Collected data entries
○ ○ ○

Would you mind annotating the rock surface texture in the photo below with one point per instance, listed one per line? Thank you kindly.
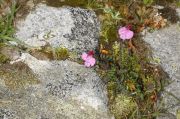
(62, 90)
(73, 28)
(40, 89)
(165, 45)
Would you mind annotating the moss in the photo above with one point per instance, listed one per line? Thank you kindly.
(61, 53)
(178, 114)
(122, 106)
(17, 76)
(3, 58)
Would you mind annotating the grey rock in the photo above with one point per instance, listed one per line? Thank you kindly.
(73, 28)
(66, 90)
(165, 44)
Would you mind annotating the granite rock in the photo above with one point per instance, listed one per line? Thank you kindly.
(73, 28)
(61, 90)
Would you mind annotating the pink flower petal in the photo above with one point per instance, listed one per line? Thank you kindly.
(125, 33)
(92, 61)
(84, 56)
(129, 34)
(87, 64)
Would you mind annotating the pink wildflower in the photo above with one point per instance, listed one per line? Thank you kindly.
(88, 58)
(125, 33)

○ ○ ○

**Task statement**.
Starting at the line that contains "Would you mind annotating the granite", transcribe every line through the last line of the entries above, exactly, and nothing else.

**Response**.
Would you mind annotating the granite rock in the photo above with one point per instance, listed one per line? Thank you kindly.
(73, 28)
(61, 90)
Would you mind annotating the pink flower petal in the photo above with one point per instance, listed one per line? Thank you kindly.
(125, 33)
(92, 61)
(84, 56)
(129, 34)
(87, 64)
Would you mind annotating the pink wildflower in the photo above with one point per instance, listed one per line? Thank you kindly.
(88, 58)
(125, 33)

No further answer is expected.